### Work to complete:
1. In the passage on preparing for death, what has Jesus given us by defeating our last enemy, death?
2. Copy the passage on preparing for death word for word, from "1. Prepare spiritually" to "us the hope of heaven.".
3. Carry on the passage on preparing for death, beginning after its final line.

1. Prepare spiritually by contemplating the hope of heaven.

Many of us fear death, and that shouldn’t surprise us. Scripture tells us we’ve all been “held in slavery by [our] fear of death” (Hebrews 2:15). But Jesus came and died to “break the power of him who holds the power of death—that is, the devil…” (Hebrews 2:14). Therefore, we have hope. Jesus has defeated our last enemy, death, giving us the hope of heaven.

Sadly, too many of us are misinformed about heaven. Our imaginations have been stuffed with cartoons of St. Peter standing at the “pearly gates” with a clipboard; we have been sent greeting cards of people floating around on clouds with angel wings. It is little wonder that some people fear being bored in heaven and don’t really want to go there. 

We don’t know many details about heaven, but we do know enough to make us long to be there. First, we will be welcomed with great joy by our Savior, Jesus. We will be so overcome by the glory of the Triune God we will fall down in worship (Rev. 7:10-12). We will recognize loved ones there (see Matt. 17:1-3; Luke 16:19-31), and our surroundings will be “Paradise” (see Luke 23:43). In heaven, we will find the perfect rest we crave, rest for our bodies and rest for our souls. One day, the intermediate state of heaven will give way to the grand finale, the ending that is our truest beginning, life in the new heavens and new earth. In the new heavens and new earth, “Death shall be no more, neither shall there be mourning, nor crying, nor pain.” (Rev. 21:5). It was the anticipated joy of heaven that led Pastor Tim Keller to say to his family the evening before his death, “I’m ready to see Jesus. I can’t wait to see Jesus. Send me home.” 2 

 

2. Prepare by establishing a practical legacy.

### Supplied records:
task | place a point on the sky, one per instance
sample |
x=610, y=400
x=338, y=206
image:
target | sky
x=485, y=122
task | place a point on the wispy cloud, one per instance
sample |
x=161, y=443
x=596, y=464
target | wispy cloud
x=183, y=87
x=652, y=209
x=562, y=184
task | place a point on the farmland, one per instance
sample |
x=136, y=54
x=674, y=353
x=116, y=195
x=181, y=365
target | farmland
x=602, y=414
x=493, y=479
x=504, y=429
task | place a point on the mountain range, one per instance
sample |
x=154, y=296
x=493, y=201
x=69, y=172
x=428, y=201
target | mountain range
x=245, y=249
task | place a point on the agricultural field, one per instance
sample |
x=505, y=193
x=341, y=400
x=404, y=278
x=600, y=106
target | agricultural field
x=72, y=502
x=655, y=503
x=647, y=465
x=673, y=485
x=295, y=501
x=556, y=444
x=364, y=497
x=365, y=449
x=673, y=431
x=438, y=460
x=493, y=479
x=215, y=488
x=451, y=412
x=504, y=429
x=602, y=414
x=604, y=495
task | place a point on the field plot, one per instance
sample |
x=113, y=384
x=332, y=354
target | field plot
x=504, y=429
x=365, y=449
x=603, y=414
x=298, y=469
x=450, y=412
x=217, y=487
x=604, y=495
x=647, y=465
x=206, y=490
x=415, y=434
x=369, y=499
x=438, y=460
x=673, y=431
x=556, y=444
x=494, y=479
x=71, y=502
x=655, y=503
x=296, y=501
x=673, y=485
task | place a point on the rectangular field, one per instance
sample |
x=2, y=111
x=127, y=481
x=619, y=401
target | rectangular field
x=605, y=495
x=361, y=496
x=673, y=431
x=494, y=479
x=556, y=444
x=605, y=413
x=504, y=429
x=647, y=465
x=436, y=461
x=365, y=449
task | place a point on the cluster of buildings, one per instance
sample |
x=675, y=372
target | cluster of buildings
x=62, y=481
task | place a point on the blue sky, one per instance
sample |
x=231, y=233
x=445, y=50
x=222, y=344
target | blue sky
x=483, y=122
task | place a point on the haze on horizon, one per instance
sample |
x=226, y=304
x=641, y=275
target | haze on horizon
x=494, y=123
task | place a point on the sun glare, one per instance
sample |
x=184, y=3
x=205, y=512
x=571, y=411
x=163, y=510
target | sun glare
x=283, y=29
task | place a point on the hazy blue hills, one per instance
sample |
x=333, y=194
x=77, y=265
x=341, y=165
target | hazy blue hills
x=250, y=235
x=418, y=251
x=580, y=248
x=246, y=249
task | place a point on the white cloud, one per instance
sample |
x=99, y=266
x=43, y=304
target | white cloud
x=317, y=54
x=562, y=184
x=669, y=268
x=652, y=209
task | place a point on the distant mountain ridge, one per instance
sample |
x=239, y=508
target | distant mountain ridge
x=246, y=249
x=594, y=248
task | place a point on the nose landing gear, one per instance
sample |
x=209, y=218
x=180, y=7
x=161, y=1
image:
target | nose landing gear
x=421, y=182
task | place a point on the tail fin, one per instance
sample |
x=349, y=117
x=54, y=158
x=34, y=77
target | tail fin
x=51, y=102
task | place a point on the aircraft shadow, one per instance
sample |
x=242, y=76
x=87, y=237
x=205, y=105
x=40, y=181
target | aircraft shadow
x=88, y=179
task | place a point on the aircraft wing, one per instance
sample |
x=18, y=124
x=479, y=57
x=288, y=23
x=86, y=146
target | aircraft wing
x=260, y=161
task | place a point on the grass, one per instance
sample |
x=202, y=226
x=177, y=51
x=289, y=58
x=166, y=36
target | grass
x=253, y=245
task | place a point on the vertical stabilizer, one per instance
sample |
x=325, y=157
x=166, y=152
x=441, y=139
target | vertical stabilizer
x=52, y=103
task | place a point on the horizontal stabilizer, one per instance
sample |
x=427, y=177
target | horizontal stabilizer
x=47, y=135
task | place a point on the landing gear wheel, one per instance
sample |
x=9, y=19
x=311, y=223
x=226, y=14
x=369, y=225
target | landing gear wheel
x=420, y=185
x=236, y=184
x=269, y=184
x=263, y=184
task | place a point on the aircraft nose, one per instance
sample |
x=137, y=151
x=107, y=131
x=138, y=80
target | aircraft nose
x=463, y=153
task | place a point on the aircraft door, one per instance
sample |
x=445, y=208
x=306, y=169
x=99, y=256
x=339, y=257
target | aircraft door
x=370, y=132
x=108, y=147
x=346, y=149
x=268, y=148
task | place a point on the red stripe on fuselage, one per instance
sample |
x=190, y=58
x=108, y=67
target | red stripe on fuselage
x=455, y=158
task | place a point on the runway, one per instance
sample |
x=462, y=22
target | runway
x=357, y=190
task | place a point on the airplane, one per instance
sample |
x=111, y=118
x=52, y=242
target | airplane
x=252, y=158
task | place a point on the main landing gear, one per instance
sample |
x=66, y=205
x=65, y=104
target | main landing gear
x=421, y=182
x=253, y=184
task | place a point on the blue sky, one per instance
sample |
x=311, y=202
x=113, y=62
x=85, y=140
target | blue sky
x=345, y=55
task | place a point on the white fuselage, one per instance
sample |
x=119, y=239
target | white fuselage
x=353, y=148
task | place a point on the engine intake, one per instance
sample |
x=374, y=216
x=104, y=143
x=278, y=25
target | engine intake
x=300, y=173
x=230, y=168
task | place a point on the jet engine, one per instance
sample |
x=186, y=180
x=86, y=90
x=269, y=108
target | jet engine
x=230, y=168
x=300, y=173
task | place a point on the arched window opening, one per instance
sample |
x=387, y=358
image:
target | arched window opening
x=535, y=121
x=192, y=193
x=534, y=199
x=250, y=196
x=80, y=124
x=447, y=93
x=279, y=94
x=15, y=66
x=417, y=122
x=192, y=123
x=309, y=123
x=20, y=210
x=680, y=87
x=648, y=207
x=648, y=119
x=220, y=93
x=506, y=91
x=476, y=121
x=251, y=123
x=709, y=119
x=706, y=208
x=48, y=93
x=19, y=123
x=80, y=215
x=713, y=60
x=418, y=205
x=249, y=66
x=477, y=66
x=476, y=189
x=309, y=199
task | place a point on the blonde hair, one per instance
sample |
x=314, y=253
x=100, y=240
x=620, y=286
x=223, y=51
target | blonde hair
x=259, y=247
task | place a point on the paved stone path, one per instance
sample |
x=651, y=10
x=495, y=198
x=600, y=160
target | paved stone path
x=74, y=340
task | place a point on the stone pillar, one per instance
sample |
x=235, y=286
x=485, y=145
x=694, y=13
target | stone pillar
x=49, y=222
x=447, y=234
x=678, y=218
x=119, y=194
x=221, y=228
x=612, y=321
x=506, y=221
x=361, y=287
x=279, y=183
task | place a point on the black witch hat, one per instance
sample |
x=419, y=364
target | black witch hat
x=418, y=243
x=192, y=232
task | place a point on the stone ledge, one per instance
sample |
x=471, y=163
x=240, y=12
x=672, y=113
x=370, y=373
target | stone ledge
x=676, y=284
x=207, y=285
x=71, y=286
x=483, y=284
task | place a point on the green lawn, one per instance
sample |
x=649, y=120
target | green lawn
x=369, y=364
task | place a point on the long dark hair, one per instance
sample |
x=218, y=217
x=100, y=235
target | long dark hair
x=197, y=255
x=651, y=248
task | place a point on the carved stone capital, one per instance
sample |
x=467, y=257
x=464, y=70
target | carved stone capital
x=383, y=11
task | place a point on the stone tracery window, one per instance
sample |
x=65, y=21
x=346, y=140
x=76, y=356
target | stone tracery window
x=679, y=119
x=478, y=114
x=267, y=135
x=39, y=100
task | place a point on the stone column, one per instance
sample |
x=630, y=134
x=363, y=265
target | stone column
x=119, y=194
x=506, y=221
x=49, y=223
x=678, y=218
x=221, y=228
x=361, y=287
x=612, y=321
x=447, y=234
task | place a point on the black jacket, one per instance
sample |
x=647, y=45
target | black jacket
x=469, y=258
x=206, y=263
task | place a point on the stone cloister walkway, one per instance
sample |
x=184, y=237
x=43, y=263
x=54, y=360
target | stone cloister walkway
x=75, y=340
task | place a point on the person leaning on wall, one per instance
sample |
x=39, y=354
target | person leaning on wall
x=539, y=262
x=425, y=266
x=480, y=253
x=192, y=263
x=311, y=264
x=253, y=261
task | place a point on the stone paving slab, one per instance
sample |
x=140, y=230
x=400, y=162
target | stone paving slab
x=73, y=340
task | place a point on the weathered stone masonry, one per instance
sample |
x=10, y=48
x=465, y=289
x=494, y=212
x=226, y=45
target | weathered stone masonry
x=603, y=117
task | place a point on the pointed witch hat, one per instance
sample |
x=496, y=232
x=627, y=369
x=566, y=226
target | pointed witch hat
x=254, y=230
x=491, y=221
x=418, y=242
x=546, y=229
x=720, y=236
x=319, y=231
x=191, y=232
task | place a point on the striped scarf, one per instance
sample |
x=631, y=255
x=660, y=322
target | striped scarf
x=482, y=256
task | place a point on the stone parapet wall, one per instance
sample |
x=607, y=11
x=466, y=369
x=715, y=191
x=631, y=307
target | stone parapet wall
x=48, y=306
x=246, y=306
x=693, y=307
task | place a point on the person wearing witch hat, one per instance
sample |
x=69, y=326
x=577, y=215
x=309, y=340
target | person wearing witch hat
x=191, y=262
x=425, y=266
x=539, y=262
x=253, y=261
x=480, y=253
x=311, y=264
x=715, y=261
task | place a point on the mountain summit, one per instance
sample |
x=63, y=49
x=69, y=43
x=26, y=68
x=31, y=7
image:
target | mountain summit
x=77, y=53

### Responses per task:
1. The hope of heaven.

2.
1. Prepare spiritually by contemplating the hope of heaven.

Many of us fear death, and that shouldn’t surprise us. Scripture tells us we’ve all been “held in slavery by [our] fear of death” (Hebrews 2:15). But Jesus came and died to “break the power of him who holds the power of death—that is, the devil…” (Hebrews 2:14). Therefore, we have hope. Jesus has defeated our last enemy, death, giving us the hope of heaven.

3.
While some refer to it as “setting our affairs in order,” I prefer to call it a “practical legacy.” It involves organizing our end-of-life wishes, financial information, digital legacy, and essential documents, all of which serve as a practical gift to those who will handle the final details of our lives even as they grieve.

At the minimum, we should gather what I call the “first four”: our will, advance directive, durable power of attorney, and passwords. After gathering these four things, we can focus on getting other important documents and financial information together. Ideally, we will gather these things into one safe and secure place. Communicating with our loved ones about what we’ve gathered and where to find it is an important part of this process. When you gather these essentials now, you save your loved ones the heartache of having to ask you to do it when you are all in the turmoil of a significant health crisis.

For more information about gathering your practical legacy and/or for assistance in doing this, join the waiting list for our next Organizing Your Life and Legacy workshop here.

 

3. Prepare by cultivating and sharing your spiritual legacy.

In Psalm 78, Asaph called the Israelites to remember and tell the wonders God had done in the wilderness so future generations would grow in faith and hope and love. In short, he encouraged them to pass on their spiritual legacy. As we share our stories, lessons, wisdom, and experience, we have the opportunity to show God’s merciful and mighty redemptive work in our lives.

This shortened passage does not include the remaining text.